What to work on:
1. Do these statements agree with the note on bank borrowings and long-term debt? (a) The revolving credit facility was set up with eight banks. (b) At December 31, 2000, a balance was outstanding under the 364-day credit agreement. (c) The weighted average interest rate for short-term borrowings in 1999 was 6.5%. Answer yes or no for each, and quote the deciding words.
2. Can you copy the borrowings note word for word, everything from "On May 26, 2000, True" down to "364-day credit agreement."?

Article:
──────

5.  SHORT-TERM BANK BORROWINGS AND LONG-TERM DEBT

    Short-term bank borrowings consist principally of amounts borrowed under
domestic and international bank overdraft facilities, lines of credit and
multicurrency credit arrangements. Average aggregate short-term borrowings were
$130.2 million in 2000 and $186.1 million in 1999, and the maximum amounts
outstanding at month-end were $179.5 million in 2000 and $332.0 million in 1999.
The weighted average interest rates for short-term borrowings were 6.5%, 5.5%
and 6.1% in 2000, 1999 and 1998, respectively.

    On May 29, 1998, True North established a revolving credit facility,
totaling $250.0 million, with eight banks. This facility has two parts: a $175.0
million five-year revolving-credit agreement and a $75.0 million 364-day
revolving-credit facility. True North may borrow under these agreements at a
Eurodollar rate plus a spread, a base reference rate, or a competitive bid. In
addition, True North is required to pay a facility fee ranging from 0.1% to
0.2%, depending upon True North's financial performance. While True North
borrowed under the $175.0 million five-year revolving-credit agreement during
2000, there was no outstanding balance as of December 31, 2000.

    On May 26, 2000, True North extended its 364-day credit agreement for up to
$75.0 million of borrowings as part of its $250.0 million revolving credit
facility. The terms of the extension include the payment of a commitment fee to
the bank of 0.04%. As of December 31, 2000, there was no outstanding balance
under the 364-day credit agreement.

    As of December 31, 2000 and 1999, long-term debt consisted of (in millions):

                                                  2000       1999
                                                --------   --------

Three-year term loan..........................   $25.0      $25.0
Obligations under capitalized leases..........     0.5        2.3
Demand notes payable..........................     2.8        5.0
Three-year Deutsche Mark term loan............     8.6       10.4
Other notes and obligations...................     1.5        2.9
                                                 -----      -----
                                                  38.4       45.6
Less: Current portions........................   (11.7)      (9.0)

──────

Given entries:
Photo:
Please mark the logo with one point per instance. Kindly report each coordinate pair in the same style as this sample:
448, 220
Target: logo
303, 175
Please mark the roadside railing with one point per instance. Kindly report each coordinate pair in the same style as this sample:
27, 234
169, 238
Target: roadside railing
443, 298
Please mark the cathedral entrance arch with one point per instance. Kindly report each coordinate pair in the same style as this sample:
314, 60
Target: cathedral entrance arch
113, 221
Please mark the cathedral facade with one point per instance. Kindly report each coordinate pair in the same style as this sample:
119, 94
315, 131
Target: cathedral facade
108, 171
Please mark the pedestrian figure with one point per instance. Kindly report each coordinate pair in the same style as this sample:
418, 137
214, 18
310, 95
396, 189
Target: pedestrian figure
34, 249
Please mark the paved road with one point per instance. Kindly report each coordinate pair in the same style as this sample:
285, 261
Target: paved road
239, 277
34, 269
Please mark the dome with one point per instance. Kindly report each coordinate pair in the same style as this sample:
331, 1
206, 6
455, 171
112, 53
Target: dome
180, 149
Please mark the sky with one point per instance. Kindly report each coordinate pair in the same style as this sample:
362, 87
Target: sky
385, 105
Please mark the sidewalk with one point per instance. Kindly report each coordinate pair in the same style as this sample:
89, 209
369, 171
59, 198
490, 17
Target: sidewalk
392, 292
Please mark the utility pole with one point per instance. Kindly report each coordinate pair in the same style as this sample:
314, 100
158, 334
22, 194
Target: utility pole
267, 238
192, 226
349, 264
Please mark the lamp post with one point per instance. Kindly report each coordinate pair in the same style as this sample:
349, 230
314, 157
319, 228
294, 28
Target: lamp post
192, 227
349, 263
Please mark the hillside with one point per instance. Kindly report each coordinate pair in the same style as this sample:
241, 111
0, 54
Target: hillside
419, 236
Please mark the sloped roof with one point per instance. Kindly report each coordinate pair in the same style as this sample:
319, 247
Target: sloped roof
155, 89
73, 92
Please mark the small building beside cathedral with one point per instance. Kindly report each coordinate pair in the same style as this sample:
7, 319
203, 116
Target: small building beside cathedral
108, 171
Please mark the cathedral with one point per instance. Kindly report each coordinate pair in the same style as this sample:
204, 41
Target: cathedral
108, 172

──────

Response list:
1.
(a) Yes: "True North established a revolving credit facility, totaling $250.0 million, with eight banks."
(b) No: "As of December 31, 2000, there was no outstanding balance under the 364-day credit agreement."
(c) No: "The weighted average interest rates for short-term borrowings were 6.5%, 5.5% and 6.1% in 2000, 1999 and 1998, respectively."

2.
On May 26, 2000, True North extended its 364-day credit agreement for up to
$75.0 million of borrowings as part of its $250.0 million revolving credit
facility. The terms of the extension include the payment of a commitment fee to
the bank of 0.04%. As of December 31, 2000, there was no outstanding balance
under the 364-day credit agreement.